What to work on: Each record below should be output verbatim, without pictures.

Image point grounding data
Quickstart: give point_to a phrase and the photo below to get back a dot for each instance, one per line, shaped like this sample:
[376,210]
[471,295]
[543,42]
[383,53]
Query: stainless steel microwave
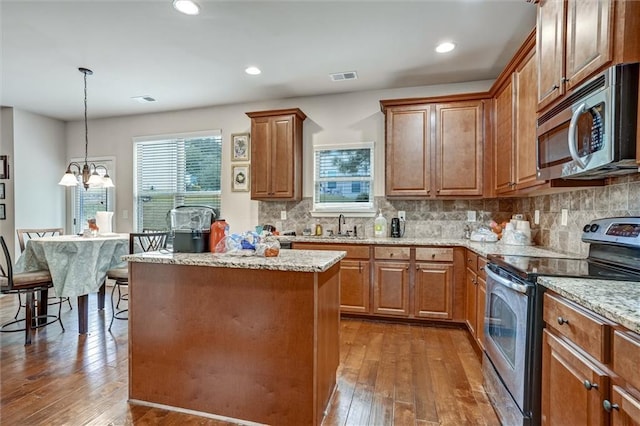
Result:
[592,133]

Task solution:
Quickstart: give point_to a phrase and the photo below to get back a dot for each instance, one per line, shaped like this sample:
[376,210]
[471,295]
[543,42]
[383,53]
Query: stainless steel microwave
Result:
[592,133]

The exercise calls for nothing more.